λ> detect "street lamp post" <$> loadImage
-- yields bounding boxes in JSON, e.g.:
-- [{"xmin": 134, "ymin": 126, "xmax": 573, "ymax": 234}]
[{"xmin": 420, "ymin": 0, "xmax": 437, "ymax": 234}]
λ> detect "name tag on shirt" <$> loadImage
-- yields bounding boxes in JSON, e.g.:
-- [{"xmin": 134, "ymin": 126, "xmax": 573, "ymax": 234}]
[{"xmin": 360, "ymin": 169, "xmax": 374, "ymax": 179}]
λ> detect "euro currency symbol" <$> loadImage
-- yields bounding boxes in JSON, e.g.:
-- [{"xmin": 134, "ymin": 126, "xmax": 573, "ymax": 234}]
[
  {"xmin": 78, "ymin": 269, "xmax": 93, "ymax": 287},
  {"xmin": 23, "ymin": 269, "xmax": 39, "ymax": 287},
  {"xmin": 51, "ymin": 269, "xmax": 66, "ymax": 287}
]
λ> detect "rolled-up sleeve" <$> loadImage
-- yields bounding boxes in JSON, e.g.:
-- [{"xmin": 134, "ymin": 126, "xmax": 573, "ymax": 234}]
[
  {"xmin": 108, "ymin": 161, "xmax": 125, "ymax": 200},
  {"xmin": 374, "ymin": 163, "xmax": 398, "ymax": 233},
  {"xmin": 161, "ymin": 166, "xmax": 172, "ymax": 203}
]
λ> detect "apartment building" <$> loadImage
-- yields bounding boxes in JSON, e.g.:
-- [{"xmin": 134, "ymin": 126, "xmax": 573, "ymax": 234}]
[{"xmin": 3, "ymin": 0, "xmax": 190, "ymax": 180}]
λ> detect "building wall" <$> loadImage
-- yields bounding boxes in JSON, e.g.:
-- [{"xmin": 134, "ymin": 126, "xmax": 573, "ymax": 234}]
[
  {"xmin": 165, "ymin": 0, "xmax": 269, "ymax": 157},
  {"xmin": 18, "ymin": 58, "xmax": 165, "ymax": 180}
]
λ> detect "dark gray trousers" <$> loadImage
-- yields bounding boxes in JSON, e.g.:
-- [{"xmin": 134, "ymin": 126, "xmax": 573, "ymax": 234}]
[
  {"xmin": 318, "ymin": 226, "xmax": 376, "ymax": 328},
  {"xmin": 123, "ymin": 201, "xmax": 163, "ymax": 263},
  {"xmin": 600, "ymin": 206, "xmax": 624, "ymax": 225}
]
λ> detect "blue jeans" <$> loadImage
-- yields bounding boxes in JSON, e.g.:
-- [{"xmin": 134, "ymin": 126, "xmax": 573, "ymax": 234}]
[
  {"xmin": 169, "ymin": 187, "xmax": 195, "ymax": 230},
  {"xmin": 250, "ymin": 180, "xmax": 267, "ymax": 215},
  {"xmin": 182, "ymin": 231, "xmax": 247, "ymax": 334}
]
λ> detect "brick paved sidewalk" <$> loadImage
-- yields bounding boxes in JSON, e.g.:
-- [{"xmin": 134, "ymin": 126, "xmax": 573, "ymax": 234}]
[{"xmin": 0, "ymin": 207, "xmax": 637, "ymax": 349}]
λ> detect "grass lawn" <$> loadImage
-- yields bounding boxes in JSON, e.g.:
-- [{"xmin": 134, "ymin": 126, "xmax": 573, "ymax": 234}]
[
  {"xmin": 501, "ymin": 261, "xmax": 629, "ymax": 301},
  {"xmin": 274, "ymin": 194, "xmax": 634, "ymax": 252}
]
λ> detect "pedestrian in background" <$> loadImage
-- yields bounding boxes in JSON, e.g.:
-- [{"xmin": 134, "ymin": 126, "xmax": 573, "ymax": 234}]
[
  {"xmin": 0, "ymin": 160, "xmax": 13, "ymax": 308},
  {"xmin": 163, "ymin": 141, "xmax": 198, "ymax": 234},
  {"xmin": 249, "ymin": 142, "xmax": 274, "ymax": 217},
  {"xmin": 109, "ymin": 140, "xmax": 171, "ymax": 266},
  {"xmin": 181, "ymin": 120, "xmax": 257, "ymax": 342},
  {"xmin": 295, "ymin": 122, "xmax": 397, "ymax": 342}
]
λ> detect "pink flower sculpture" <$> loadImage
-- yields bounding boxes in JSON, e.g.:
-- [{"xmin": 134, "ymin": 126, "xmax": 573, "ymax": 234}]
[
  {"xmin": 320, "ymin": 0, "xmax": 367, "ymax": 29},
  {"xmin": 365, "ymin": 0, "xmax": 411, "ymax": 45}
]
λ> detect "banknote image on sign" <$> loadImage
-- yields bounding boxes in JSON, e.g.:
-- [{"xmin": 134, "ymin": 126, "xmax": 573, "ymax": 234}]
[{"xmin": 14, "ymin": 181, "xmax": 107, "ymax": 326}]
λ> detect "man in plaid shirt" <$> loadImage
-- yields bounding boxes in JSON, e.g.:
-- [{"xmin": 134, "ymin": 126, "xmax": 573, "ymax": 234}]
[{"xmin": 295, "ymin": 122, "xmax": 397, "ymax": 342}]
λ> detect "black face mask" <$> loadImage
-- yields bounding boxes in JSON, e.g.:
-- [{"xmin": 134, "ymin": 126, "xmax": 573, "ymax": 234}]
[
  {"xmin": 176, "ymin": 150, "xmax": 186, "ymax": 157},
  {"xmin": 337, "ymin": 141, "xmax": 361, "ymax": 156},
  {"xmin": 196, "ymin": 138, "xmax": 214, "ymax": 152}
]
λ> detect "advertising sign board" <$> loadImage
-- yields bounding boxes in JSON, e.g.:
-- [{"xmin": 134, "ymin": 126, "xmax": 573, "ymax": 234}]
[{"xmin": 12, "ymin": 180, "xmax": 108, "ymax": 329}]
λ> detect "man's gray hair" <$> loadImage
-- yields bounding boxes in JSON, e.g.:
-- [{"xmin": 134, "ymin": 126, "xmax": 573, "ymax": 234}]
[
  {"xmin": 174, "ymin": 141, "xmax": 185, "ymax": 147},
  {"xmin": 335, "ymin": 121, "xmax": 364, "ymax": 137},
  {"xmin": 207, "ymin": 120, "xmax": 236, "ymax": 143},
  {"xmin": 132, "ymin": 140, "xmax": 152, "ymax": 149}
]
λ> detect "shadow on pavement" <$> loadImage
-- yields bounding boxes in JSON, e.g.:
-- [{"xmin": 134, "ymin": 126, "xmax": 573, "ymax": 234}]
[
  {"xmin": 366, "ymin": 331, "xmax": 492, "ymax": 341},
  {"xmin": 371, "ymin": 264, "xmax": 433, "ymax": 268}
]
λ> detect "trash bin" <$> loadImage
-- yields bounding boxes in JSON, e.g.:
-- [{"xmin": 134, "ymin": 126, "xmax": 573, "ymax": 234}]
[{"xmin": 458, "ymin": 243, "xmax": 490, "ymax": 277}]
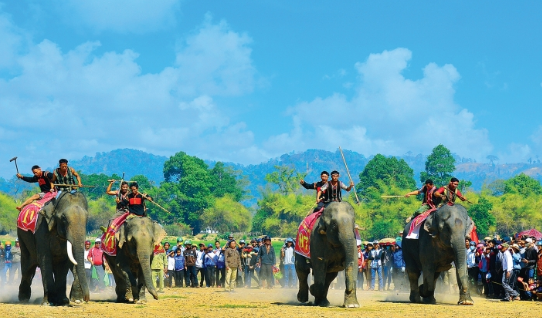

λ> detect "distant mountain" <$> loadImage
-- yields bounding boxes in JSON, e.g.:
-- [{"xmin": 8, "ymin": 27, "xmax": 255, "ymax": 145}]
[{"xmin": 4, "ymin": 148, "xmax": 542, "ymax": 205}]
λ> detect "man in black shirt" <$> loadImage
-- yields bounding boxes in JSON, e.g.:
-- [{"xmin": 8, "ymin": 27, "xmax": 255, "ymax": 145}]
[
  {"xmin": 124, "ymin": 182, "xmax": 152, "ymax": 216},
  {"xmin": 16, "ymin": 165, "xmax": 54, "ymax": 211},
  {"xmin": 300, "ymin": 171, "xmax": 329, "ymax": 211}
]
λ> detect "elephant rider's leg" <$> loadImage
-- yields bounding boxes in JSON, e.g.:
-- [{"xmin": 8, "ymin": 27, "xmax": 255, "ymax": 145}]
[{"xmin": 17, "ymin": 193, "xmax": 42, "ymax": 211}]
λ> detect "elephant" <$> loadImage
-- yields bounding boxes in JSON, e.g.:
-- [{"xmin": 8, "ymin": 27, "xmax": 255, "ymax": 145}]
[
  {"xmin": 295, "ymin": 202, "xmax": 359, "ymax": 308},
  {"xmin": 402, "ymin": 204, "xmax": 474, "ymax": 305},
  {"xmin": 103, "ymin": 216, "xmax": 166, "ymax": 303},
  {"xmin": 17, "ymin": 191, "xmax": 90, "ymax": 305}
]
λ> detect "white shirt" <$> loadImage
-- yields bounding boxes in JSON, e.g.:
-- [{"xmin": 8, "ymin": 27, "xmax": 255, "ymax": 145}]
[
  {"xmin": 466, "ymin": 248, "xmax": 477, "ymax": 268},
  {"xmin": 283, "ymin": 247, "xmax": 294, "ymax": 265},
  {"xmin": 502, "ymin": 249, "xmax": 513, "ymax": 272},
  {"xmin": 167, "ymin": 255, "xmax": 175, "ymax": 270},
  {"xmin": 195, "ymin": 250, "xmax": 204, "ymax": 268},
  {"xmin": 84, "ymin": 249, "xmax": 92, "ymax": 270}
]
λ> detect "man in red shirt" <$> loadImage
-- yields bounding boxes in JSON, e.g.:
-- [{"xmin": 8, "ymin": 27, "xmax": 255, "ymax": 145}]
[
  {"xmin": 434, "ymin": 178, "xmax": 468, "ymax": 206},
  {"xmin": 87, "ymin": 238, "xmax": 105, "ymax": 292}
]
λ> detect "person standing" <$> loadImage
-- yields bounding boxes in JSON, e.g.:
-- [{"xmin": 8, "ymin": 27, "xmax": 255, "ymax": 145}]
[
  {"xmin": 466, "ymin": 241, "xmax": 480, "ymax": 293},
  {"xmin": 357, "ymin": 244, "xmax": 365, "ymax": 289},
  {"xmin": 281, "ymin": 238, "xmax": 296, "ymax": 288},
  {"xmin": 215, "ymin": 249, "xmax": 226, "ymax": 288},
  {"xmin": 522, "ymin": 238, "xmax": 538, "ymax": 280},
  {"xmin": 9, "ymin": 239, "xmax": 21, "ymax": 284},
  {"xmin": 247, "ymin": 247, "xmax": 260, "ymax": 288},
  {"xmin": 382, "ymin": 245, "xmax": 392, "ymax": 291},
  {"xmin": 204, "ymin": 244, "xmax": 216, "ymax": 287},
  {"xmin": 224, "ymin": 240, "xmax": 242, "ymax": 292},
  {"xmin": 392, "ymin": 242, "xmax": 406, "ymax": 291},
  {"xmin": 196, "ymin": 243, "xmax": 206, "ymax": 287},
  {"xmin": 165, "ymin": 249, "xmax": 175, "ymax": 288},
  {"xmin": 500, "ymin": 243, "xmax": 520, "ymax": 301},
  {"xmin": 183, "ymin": 240, "xmax": 198, "ymax": 287},
  {"xmin": 3, "ymin": 241, "xmax": 13, "ymax": 283},
  {"xmin": 87, "ymin": 238, "xmax": 105, "ymax": 292},
  {"xmin": 151, "ymin": 243, "xmax": 167, "ymax": 293},
  {"xmin": 83, "ymin": 240, "xmax": 93, "ymax": 290},
  {"xmin": 0, "ymin": 242, "xmax": 4, "ymax": 286},
  {"xmin": 173, "ymin": 248, "xmax": 186, "ymax": 287},
  {"xmin": 257, "ymin": 236, "xmax": 276, "ymax": 289},
  {"xmin": 368, "ymin": 242, "xmax": 384, "ymax": 291}
]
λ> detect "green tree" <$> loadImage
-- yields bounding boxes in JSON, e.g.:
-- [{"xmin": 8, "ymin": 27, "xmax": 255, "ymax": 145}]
[
  {"xmin": 357, "ymin": 154, "xmax": 416, "ymax": 199},
  {"xmin": 0, "ymin": 192, "xmax": 18, "ymax": 234},
  {"xmin": 200, "ymin": 195, "xmax": 251, "ymax": 233},
  {"xmin": 468, "ymin": 197, "xmax": 495, "ymax": 237},
  {"xmin": 209, "ymin": 162, "xmax": 246, "ymax": 201},
  {"xmin": 420, "ymin": 144, "xmax": 456, "ymax": 186},
  {"xmin": 264, "ymin": 165, "xmax": 307, "ymax": 195},
  {"xmin": 503, "ymin": 173, "xmax": 542, "ymax": 197},
  {"xmin": 78, "ymin": 173, "xmax": 121, "ymax": 200}
]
···
## Task statement
For the listing above, identify each line bearing "building".

## Task response
λ> detect "apartment building" <$> loadImage
λ> detect "building wall" <$> loadImage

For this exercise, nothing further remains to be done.